Output every entry exactly, from the first line to the last.

Dataset rows:
• • •

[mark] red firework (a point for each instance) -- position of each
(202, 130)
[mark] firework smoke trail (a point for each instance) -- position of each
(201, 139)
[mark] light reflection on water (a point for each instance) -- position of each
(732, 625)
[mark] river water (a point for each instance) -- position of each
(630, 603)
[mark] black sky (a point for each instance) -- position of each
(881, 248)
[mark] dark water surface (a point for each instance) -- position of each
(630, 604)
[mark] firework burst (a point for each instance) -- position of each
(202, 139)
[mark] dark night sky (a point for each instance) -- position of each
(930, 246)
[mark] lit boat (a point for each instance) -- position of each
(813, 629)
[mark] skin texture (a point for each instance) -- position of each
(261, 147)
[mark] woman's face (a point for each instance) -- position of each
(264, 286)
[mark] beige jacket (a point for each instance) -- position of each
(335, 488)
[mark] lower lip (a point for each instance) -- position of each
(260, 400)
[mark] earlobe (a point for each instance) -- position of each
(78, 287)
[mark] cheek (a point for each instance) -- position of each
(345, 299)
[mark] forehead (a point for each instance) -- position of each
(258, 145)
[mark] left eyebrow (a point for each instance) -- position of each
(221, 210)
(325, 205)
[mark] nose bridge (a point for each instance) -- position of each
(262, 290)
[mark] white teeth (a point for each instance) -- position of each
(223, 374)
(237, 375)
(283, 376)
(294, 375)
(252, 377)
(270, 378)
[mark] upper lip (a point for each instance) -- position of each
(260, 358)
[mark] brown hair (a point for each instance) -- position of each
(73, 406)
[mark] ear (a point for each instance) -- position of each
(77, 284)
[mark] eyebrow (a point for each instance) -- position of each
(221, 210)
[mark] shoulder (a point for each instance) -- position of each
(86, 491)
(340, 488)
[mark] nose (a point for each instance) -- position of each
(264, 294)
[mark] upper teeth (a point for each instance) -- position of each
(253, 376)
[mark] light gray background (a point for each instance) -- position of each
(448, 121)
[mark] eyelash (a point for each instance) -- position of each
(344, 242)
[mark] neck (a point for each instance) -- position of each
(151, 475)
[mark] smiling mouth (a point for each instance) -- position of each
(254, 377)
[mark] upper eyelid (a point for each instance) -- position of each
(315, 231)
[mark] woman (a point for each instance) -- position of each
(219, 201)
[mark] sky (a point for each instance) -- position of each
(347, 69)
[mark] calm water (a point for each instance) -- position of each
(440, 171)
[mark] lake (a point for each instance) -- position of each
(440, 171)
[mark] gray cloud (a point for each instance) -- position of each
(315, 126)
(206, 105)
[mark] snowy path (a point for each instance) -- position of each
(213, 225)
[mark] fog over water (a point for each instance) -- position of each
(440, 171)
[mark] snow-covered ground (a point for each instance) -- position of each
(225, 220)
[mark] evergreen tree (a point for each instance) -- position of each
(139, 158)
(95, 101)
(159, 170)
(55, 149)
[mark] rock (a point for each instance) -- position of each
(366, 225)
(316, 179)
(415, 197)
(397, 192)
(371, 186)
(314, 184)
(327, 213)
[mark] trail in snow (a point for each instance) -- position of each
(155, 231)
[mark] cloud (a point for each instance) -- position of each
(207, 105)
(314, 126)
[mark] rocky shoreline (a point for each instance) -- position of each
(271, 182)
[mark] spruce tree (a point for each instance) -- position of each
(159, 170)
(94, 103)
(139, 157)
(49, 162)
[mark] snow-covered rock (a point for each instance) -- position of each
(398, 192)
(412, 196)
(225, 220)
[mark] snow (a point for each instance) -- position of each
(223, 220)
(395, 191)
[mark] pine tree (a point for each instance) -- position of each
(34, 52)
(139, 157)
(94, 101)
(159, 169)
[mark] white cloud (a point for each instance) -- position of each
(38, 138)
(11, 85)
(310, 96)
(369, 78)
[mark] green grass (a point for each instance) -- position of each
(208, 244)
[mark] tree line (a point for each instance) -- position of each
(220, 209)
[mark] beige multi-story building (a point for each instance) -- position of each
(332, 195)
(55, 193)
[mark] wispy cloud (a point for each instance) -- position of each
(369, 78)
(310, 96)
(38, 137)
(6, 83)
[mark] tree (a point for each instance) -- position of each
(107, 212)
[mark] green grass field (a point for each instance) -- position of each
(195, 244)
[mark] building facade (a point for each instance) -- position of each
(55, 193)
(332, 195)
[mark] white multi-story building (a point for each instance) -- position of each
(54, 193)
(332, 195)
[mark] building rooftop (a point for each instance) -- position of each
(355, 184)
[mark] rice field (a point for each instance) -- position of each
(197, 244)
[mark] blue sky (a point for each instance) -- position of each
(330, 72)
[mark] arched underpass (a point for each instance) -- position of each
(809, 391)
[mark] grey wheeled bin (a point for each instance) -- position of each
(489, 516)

• • •

### Expected output
[mark] red firework (a point for each instance) -- position of each
(202, 130)
[mark] firework smoke trail (a point for each instance) -- position of each
(201, 139)
[mark] light reflection on water (a point for each instance) -- position of each
(732, 625)
[mark] river water (a point for each instance) -- position of each
(630, 603)
[mark] black sky (a point for each instance) -- position of each
(881, 248)
[mark] dark water surface (a point for each instance) -- position of each
(630, 604)
[mark] firework burst (a point for each instance) -- position of each
(202, 139)
[mark] dark night sky (a point for each instance) -- position of each
(930, 246)
[mark] lit boat (a point for each instance) -- position of each
(813, 629)
[mark] skin texture (a point for each instance) -- position of each
(261, 147)
[mark] woman's face (a point for each instance) -- position of each
(264, 286)
[mark] beige jacket (a point for each instance) -- position of each
(335, 488)
[mark] lower lip (a point for each instance) -- position of each
(260, 400)
[mark] earlobe (a point for each instance) -- position of each
(78, 287)
[mark] cheek (a point for each instance) -- position of each
(345, 299)
[mark] forehead (a point for each instance) -- position of each
(258, 145)
[mark] left eyebrow (a point for each instance) -- position of each
(221, 210)
(325, 205)
[mark] nose bridge (a point for each instance) -- position of each
(262, 290)
[mark] white teeth (a point for each instance) -- position of each
(223, 374)
(237, 375)
(283, 376)
(294, 375)
(252, 377)
(270, 378)
[mark] upper lip (a point for each instance) -- position of each
(260, 358)
[mark] brown hair (a point for each instance) -- position of each
(73, 406)
[mark] ear (a point for each instance) -- position of each
(77, 284)
[mark] eyebrow (a point for each instance) -- position of each
(221, 210)
[mark] shoulder (a point for each instance) -- position of each
(86, 491)
(340, 488)
[mark] nose (a point for each instance) -- position of each
(264, 294)
[mark] upper teeth (a point for each instance) -- position of each
(253, 376)
[mark] light gray background (a point for each instance) -- position of each
(448, 121)
[mark] eyelash (a point for each instance) -- position of each
(344, 242)
[mark] neck (a point for each instance) -- position of each
(151, 475)
[mark] smiling mouth (a point for each instance) -- position of each
(254, 377)
[mark] upper eyelid (a point for each instance) -- position of each
(315, 231)
[mark] woman (a point for each instance) -- position of each
(219, 201)
[mark] sky (a point for each instance) -- position of each
(347, 69)
[mark] calm water (a point for each instance) -- position of each
(440, 171)
[mark] lake (a point for each instance) -- position of each
(440, 171)
[mark] gray cloud (a point for each instance) -- position of each
(315, 126)
(206, 105)
[mark] snowy path (a point for each instance) -- position of each
(213, 225)
[mark] fog over water (a point for each instance) -- position of each
(440, 171)
[mark] snow-covered ground (a point for each instance) -- position of each
(225, 220)
[mark] evergreen tree (a point for each instance) -- position of each
(139, 158)
(95, 101)
(159, 170)
(55, 149)
[mark] rock (a point for each instance) -- position of each
(366, 225)
(316, 179)
(415, 197)
(397, 192)
(371, 186)
(314, 184)
(327, 213)
[mark] trail in snow (a point for each instance) -- position of each
(155, 231)
[mark] cloud (a point for each instance) -- position of each
(207, 105)
(314, 126)
[mark] rocky shoreline (a point for each instance) -- position of each
(271, 182)
[mark] spruce tree (a point for each instance) -- position of each
(159, 170)
(94, 103)
(139, 157)
(49, 162)
[mark] snow-covered rock (a point for each instance) -- position of each
(398, 192)
(412, 196)
(225, 220)
[mark] snow (a point for each instance) -- position of each
(223, 220)
(395, 191)
[mark] pine tree (a point for each instance) -- position of each
(34, 52)
(139, 157)
(94, 101)
(159, 169)
[mark] white cloud (a point for each instance) -- position of each
(38, 138)
(11, 85)
(310, 96)
(369, 78)
[mark] green grass (a point for each instance) -- position of each
(208, 244)
[mark] tree line (a point for each instance) -- position of each
(220, 209)
[mark] beige multi-story building (a point for each instance) -- position of each
(332, 195)
(55, 193)
[mark] wispy cloud (a point for each instance) -- position of each
(369, 78)
(310, 96)
(38, 137)
(6, 83)
[mark] tree (a point for each instance) -- position of each
(107, 212)
[mark] green grass field (a point for each instance) -- position of each
(195, 244)
[mark] building facade (a point for each instance) -- position of each
(55, 193)
(332, 195)
[mark] white multi-story building (a point for each instance) -- position of each
(54, 193)
(332, 195)
[mark] building rooftop (a point for each instance) -- position of each
(355, 184)
[mark] rice field (a point for each instance) -- position of each
(197, 244)
[mark] blue sky (a point for each instance) -- position of each
(330, 72)
[mark] arched underpass (a point for each instance) -- position of each
(809, 391)
[mark] grey wheeled bin (a point for each instance) -- position of each
(489, 516)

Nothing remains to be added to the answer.